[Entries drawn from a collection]
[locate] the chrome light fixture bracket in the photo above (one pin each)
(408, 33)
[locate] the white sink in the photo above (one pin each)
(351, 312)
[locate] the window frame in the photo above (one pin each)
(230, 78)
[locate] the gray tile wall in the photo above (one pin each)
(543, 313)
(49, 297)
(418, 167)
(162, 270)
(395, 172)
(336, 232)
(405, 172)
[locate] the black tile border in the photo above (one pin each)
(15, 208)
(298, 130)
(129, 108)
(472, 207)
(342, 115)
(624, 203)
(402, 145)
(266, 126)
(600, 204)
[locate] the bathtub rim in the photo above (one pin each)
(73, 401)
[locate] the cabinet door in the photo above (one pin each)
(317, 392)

==

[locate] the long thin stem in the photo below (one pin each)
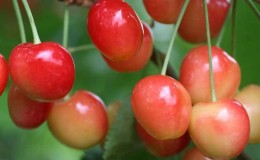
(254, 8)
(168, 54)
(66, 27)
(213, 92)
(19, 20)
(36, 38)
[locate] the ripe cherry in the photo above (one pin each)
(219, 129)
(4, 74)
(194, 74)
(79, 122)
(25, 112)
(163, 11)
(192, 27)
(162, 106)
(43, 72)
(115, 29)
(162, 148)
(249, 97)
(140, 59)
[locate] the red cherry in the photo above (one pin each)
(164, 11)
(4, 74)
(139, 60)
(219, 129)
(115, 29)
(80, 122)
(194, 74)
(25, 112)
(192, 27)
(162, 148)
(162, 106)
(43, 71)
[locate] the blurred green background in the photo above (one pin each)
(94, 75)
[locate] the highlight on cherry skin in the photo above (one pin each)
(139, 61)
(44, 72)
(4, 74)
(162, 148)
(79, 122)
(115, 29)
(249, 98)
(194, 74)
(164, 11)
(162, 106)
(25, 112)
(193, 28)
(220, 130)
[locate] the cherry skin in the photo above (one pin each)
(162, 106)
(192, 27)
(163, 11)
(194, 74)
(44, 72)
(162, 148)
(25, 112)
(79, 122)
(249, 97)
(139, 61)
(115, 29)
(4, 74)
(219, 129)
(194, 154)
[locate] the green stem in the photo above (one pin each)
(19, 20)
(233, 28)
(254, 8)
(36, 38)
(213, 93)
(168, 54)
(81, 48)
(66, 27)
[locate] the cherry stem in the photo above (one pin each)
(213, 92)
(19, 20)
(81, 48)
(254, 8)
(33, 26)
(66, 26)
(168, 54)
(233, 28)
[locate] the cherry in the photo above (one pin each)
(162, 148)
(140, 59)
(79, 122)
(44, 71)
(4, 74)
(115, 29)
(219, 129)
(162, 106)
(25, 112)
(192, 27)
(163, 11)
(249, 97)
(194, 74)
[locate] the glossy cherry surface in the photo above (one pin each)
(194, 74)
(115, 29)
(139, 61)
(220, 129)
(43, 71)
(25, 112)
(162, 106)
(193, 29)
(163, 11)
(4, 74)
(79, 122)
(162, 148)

Required task
Report how many lines in the entries above contain the string "tile", with case treated as significant. Give only the number.

Task solution
2